What the task asks: Word for word, restate every record.

Entries taken from a collection:
****

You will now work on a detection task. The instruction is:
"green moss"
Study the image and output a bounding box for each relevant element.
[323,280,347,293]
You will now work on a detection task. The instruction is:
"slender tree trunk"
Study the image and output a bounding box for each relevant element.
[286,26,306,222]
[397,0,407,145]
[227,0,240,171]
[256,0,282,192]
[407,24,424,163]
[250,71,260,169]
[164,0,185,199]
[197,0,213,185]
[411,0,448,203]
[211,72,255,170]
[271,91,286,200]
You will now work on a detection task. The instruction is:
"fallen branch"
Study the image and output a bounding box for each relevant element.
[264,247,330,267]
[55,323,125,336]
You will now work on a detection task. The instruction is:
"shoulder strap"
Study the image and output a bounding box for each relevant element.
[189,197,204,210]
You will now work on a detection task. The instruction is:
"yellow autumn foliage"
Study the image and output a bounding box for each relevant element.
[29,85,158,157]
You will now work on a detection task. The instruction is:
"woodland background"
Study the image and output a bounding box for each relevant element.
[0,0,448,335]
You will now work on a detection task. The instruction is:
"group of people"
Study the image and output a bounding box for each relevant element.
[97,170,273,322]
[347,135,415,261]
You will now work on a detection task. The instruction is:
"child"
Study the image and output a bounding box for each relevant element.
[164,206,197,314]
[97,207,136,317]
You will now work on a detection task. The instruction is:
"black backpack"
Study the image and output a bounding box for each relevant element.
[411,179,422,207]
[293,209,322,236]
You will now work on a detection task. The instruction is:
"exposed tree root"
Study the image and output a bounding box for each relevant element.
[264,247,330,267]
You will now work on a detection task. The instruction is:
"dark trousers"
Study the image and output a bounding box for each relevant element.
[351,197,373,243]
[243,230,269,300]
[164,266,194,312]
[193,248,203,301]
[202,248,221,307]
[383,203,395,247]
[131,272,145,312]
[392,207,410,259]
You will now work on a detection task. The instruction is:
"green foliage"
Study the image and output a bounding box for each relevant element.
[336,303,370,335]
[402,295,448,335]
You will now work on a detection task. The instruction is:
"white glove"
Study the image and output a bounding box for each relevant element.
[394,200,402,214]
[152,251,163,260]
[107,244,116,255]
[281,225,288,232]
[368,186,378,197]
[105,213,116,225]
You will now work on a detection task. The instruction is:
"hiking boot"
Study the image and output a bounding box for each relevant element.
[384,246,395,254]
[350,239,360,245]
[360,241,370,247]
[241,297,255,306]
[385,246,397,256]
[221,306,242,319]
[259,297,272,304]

****

Written answer:
You will now work on a detection task. The instruction is:
"green moss"
Study the image and output a bounding box for each relevant element.
[323,280,347,293]
You will now work on a detection task. The instruction is:
"slender tree trunk"
Study the image and output a bounding box for each relevant element.
[286,26,306,222]
[397,0,407,145]
[227,0,240,171]
[256,0,282,192]
[407,24,424,163]
[250,71,260,169]
[164,0,185,199]
[197,0,213,185]
[411,0,448,203]
[211,72,255,170]
[271,91,286,200]
You will now work on a detection task. The instruction is:
"fallen branch"
Study the image and output a bounding box for each relevant element.
[264,247,330,267]
[55,323,125,336]
You will now work on a detection task. The instruction is:
"shoulder strap"
Study the image and output a bounding box for each relevant element.
[189,197,204,210]
You will now work on a detection task. The instruction is:
"yellow autumn foliage"
Study the image and output a bounding box for each relevant element.
[29,85,158,157]
You will now work on a detection task. The instruction is:
"woodland background"
Study the image and output a bounding box for each relevant element.
[0,0,448,335]
You will now work on a detection task. The instruction is:
"group of people"
Study the image and output a bounding box for each relevant element.
[97,170,273,322]
[347,135,415,261]
You will now work on a detection task. The instruction is:
"child"
Study the image and output a bounding box for each relevant element.
[164,206,197,314]
[97,207,136,317]
You will now work on a detection task. The instruction is:
"black backpack"
Study the image and output a bounding box for each relevant element.
[411,179,422,207]
[293,209,322,236]
You will now work on a detection task. The instruction is:
"exposed tree root"
Study the image and output a bounding box for each relevant element.
[264,247,330,267]
You will now work on a detection task. The instruction is:
"dark trousers"
Study the image and output a bounding box for each relevant element.
[351,197,373,243]
[243,230,269,300]
[164,266,194,312]
[193,248,203,301]
[202,248,221,307]
[383,203,395,247]
[131,272,145,312]
[392,207,410,259]
You will now work on a detection task. The instruction is:
"green foliage"
Study the image and output a bounding box for each relevant element.
[336,303,370,335]
[402,295,448,335]
You will now work on a detection task. The instruction is:
"white glove"
Study the image and output a bounding box for each relevant element.
[394,200,402,214]
[152,251,163,260]
[107,244,116,255]
[281,225,288,232]
[368,186,378,197]
[105,213,116,225]
You will now work on a detection task. The instruction is:
"hiking boot"
Study the image and output a bounding box for each relevant element.
[384,246,395,254]
[350,239,360,245]
[360,241,370,247]
[241,297,255,306]
[385,246,397,256]
[221,306,242,319]
[259,297,272,304]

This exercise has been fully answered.